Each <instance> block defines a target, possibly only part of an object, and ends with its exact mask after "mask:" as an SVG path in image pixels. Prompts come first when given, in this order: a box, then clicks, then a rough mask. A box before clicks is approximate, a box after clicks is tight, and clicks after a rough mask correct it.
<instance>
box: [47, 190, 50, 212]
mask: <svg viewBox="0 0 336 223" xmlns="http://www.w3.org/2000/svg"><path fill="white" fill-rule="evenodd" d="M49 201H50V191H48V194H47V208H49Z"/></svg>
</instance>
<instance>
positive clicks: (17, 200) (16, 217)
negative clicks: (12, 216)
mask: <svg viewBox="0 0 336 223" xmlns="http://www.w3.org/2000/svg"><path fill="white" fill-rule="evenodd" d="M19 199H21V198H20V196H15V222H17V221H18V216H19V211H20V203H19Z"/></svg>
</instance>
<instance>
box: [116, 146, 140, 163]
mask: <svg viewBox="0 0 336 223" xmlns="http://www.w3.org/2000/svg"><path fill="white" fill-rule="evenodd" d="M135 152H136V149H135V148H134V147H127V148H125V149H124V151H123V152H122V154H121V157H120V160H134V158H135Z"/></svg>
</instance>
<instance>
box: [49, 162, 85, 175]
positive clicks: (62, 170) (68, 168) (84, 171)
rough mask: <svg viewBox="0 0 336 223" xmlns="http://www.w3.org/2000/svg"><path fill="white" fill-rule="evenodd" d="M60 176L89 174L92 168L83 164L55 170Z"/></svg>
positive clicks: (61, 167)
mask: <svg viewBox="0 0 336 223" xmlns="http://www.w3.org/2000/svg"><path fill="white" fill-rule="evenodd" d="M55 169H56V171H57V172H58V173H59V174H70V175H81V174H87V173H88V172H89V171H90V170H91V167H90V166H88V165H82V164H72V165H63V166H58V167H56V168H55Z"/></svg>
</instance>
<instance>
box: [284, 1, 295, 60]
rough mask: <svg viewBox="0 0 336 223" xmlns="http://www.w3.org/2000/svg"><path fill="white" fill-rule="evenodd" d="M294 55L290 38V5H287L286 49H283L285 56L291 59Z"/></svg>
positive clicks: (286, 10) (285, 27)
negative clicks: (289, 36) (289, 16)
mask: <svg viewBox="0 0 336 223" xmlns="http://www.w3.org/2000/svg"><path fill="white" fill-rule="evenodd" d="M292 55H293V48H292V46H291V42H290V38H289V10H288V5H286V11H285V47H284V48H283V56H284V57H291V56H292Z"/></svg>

--------

To do: Reproduce every item above line for line, without changing a single character.

Solution:
Each <instance> block defines a target, possibly only part of an object, and ends with its exact mask after "mask:" as an SVG path in image pixels. Prompts come first when given, in this order: a box, then clicks, then a rough mask. A box before clicks is approximate, a box after clicks is tight, and clicks after a rough mask correct it.
<instance>
box: [47, 190, 50, 212]
mask: <svg viewBox="0 0 336 223" xmlns="http://www.w3.org/2000/svg"><path fill="white" fill-rule="evenodd" d="M49 201H50V191H48V194H47V208H49Z"/></svg>
</instance>
<instance>
positive clicks: (17, 200) (16, 217)
negative clicks: (12, 216)
mask: <svg viewBox="0 0 336 223" xmlns="http://www.w3.org/2000/svg"><path fill="white" fill-rule="evenodd" d="M19 199H21V198H20V196H15V222H17V221H18V216H19V211H20V203H19Z"/></svg>
</instance>
<instance>
box: [116, 146, 140, 163]
mask: <svg viewBox="0 0 336 223" xmlns="http://www.w3.org/2000/svg"><path fill="white" fill-rule="evenodd" d="M135 152H136V149H135V148H134V147H127V148H125V149H124V151H123V152H122V154H121V157H120V160H134V158H135Z"/></svg>
</instance>
<instance>
box: [49, 162, 85, 175]
positive clicks: (62, 170) (68, 168) (84, 171)
rough mask: <svg viewBox="0 0 336 223" xmlns="http://www.w3.org/2000/svg"><path fill="white" fill-rule="evenodd" d="M60 176L89 174L92 168L83 164L55 170Z"/></svg>
positive clicks: (61, 167)
mask: <svg viewBox="0 0 336 223" xmlns="http://www.w3.org/2000/svg"><path fill="white" fill-rule="evenodd" d="M55 169H56V171H57V172H58V173H59V174H70V175H81V174H87V173H88V172H89V171H90V170H91V167H90V166H88V165H82V164H72V165H63V166H58V167H56V168H55Z"/></svg>
</instance>
<instance>
box: [284, 1, 295, 60]
rough mask: <svg viewBox="0 0 336 223" xmlns="http://www.w3.org/2000/svg"><path fill="white" fill-rule="evenodd" d="M294 55L290 38V5H287L286 49H283L285 56L291 59Z"/></svg>
positive clicks: (286, 10) (285, 27)
negative clicks: (289, 36) (289, 16)
mask: <svg viewBox="0 0 336 223" xmlns="http://www.w3.org/2000/svg"><path fill="white" fill-rule="evenodd" d="M292 55H293V48H292V46H291V42H290V38H289V10H288V5H286V11H285V47H284V48H283V56H284V57H291V56H292Z"/></svg>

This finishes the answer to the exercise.